— Begin Listed entries —

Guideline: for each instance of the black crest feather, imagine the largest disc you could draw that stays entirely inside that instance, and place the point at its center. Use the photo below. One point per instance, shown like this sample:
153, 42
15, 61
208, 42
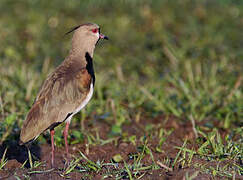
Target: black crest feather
76, 27
73, 29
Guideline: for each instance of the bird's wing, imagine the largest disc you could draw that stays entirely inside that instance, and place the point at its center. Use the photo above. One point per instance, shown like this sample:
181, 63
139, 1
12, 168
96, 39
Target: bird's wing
61, 93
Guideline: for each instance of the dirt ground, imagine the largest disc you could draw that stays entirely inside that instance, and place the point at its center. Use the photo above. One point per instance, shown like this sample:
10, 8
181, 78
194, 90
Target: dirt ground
17, 155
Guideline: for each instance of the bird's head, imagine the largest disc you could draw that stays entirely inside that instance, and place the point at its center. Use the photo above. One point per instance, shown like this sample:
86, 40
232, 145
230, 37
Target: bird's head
85, 37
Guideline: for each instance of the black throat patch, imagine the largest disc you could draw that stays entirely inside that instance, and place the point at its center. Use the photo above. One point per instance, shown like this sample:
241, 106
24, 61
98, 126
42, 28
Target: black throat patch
89, 66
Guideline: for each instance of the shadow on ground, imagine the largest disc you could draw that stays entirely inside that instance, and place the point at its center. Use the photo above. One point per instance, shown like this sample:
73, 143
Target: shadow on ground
20, 153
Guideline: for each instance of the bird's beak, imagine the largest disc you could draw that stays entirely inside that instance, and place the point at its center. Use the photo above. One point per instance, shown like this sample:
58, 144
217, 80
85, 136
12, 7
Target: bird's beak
102, 36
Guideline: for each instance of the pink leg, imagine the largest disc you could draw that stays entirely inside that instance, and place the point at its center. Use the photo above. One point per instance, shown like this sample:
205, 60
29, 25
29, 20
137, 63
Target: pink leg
52, 147
65, 133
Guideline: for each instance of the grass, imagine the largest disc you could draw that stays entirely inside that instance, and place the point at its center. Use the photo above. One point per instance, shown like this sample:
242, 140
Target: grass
177, 59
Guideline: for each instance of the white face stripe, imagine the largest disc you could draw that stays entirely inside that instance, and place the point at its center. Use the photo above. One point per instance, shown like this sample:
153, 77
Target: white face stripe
98, 34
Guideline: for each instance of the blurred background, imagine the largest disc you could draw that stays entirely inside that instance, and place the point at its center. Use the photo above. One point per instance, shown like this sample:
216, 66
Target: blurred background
175, 58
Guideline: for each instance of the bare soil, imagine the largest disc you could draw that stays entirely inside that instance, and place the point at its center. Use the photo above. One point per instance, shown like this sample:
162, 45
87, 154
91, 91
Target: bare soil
17, 155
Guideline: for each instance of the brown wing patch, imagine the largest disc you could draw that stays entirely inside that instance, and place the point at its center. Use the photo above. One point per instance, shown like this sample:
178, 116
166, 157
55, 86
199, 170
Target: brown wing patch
59, 95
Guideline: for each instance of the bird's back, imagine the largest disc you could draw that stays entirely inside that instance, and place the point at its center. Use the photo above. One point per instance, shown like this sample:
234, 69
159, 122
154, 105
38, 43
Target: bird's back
60, 95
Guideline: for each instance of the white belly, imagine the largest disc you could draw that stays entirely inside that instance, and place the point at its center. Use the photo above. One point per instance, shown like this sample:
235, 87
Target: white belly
84, 103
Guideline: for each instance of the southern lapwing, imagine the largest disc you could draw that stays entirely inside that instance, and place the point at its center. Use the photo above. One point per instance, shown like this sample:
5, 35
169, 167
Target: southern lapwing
66, 90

— End Listed entries —

### Exercise requirements
Convert the listing above into a Markdown table with the columns Row and Line, placing each line in its own numbered row and skipping blank lines. Leave the pictures out of the table.

### Exercise solution
| Row | Line |
|---|---|
| 1 | Guideline: for each instance of the black crest feather, imagine the largest disc you could draw that stays entirely inside that instance, and place the point at its center. Use the photo below. One point per instance, shown like this sample: |
| 2 | 153, 42 |
| 3 | 15, 61 |
| 4 | 208, 42 |
| 5 | Target: black crest feather |
| 6 | 76, 27 |
| 7 | 73, 29 |
| 8 | Guideline: for each instance of the bird's wing, imagine the largest disc you could draw that stays entirely inside that instance, and place the point at its center. Use the photo above. One point per instance, shown like this sample: |
| 9 | 181, 63 |
| 10 | 139, 1 |
| 11 | 12, 168 |
| 12 | 96, 39 |
| 13 | Target: bird's wing |
| 14 | 61, 93 |
| 15 | Guideline: for each instance of the dirt ground, imagine the largest disc you could draw that stays entirely inside that instance, and place the point at its center. Use the photo above. One point per instance, shown like this sample: |
| 16 | 10, 8 |
| 17 | 181, 78 |
| 18 | 194, 90 |
| 19 | Target: dirt ground |
| 20 | 17, 155 |
| 21 | Guideline: for each instance of the bird's head, imagine the largest disc you could draw that stays entirely inside that instance, and place the point at its center. Use the photo above. One point per instance, shown like this sample: |
| 22 | 86, 40 |
| 23 | 232, 145 |
| 24 | 230, 37 |
| 25 | Target: bird's head |
| 26 | 85, 37 |
| 27 | Guideline: for each instance of the black throat patch, imagine the largest disc you could draw that stays entirely inside that instance, and place the point at its center. Use the photo above. One point per instance, shown like this sample: |
| 28 | 241, 106 |
| 29 | 24, 61 |
| 30 | 98, 126 |
| 31 | 42, 28 |
| 32 | Target: black throat patch |
| 33 | 89, 66 |
| 34 | Guideline: for each instance of the shadow on ground, imagine the largest disc you could draw that stays entirely inside that instance, and place the point at its center. Use the photo above. One point per instance, shown like this sample: |
| 35 | 73, 143 |
| 36 | Target: shadow on ground |
| 37 | 20, 153 |
| 38 | Guideline: for each instance of the bird's beak, imagine the largest disc you could draw that stays entirely inside that instance, and place the point at its center. Use the photo above. One point per instance, shown like this sample: |
| 39 | 58, 144 |
| 40 | 217, 80 |
| 41 | 85, 136 |
| 42 | 12, 7 |
| 43 | Target: bird's beak |
| 44 | 102, 36 |
| 45 | Guideline: for each instance of the pink leg, imagine the largest disc you could draw that stays entirely inside that instance, and place the point at its center. Use the photo above. One point per instance, shown like this sample: |
| 46 | 205, 60 |
| 47 | 29, 25 |
| 48 | 29, 20 |
| 49 | 137, 63 |
| 50 | Target: pink leg |
| 51 | 52, 147 |
| 52 | 65, 133 |
| 53 | Guideline: for each instance of the grass, imagine the largest disc you could draw that stays entirely inside that instance, and place the point at its center. Use the photo above. One point per instance, shown like this sample: |
| 54 | 242, 140 |
| 55 | Target: grass |
| 56 | 177, 59 |
| 57 | Guideline: for each instance of the white face stripe, imagine the largest disc you could draw that stays entirely inside that instance, and place the point at its center. Use the photo above. One point per instance, shown like this sample: |
| 58 | 153, 77 |
| 59 | Target: white face stripe |
| 60 | 98, 34 |
| 61 | Guideline: for each instance of the blurred background, imagine the largest disc you could draw that stays entirely inside that instance, and place the point at its center. Use the photo above. One point per instance, shown like this sample: |
| 62 | 216, 66 |
| 63 | Target: blurred background |
| 64 | 175, 58 |
| 65 | Guideline: for each instance of the bare soil, imagine the largest disc you could draw that stays entirely inside that instance, and place the point at its center. Use the photo above. One point per instance, shown like this sample: |
| 66 | 162, 45 |
| 67 | 87, 154 |
| 68 | 91, 91 |
| 69 | Target: bare soil |
| 70 | 17, 155 |
| 71 | Guideline: for each instance of the brown wing patch, imagine the largest disc you could draw that stays entirely inside that instance, and place the point at its center. Use the photo above. One point per instance, shown like this sample: |
| 72 | 178, 116 |
| 73 | 166, 157 |
| 74 | 55, 86 |
| 75 | 199, 170 |
| 76 | Target: brown wing patch |
| 77 | 59, 95 |
| 78 | Guideline: for each instance of the bird's back, imagine the largest disc you could draw that stays entirely inside that instance, and place the point at its center. Use the photo above. One point per instance, shown like this sample: |
| 79 | 234, 69 |
| 80 | 159, 122 |
| 81 | 154, 105 |
| 82 | 38, 43 |
| 83 | Target: bird's back |
| 84 | 60, 95 |
| 85 | Guideline: for each instance of the white belly, imagine the largest disc you could draw that stays entirely inside that instance, and place the point at its center. Use the photo above. One point per instance, shown like this sample: |
| 86 | 235, 87 |
| 87 | Target: white belly |
| 88 | 84, 103 |
| 89 | Guideline: for each instance of the southern lapwing, imagine the largest disc you could draw that stays entirely inside that instance, and place the point at its center. Use the photo above. One point per instance, shown like this sample: |
| 90 | 5, 35 |
| 91 | 169, 167 |
| 92 | Target: southern lapwing |
| 93 | 66, 90 |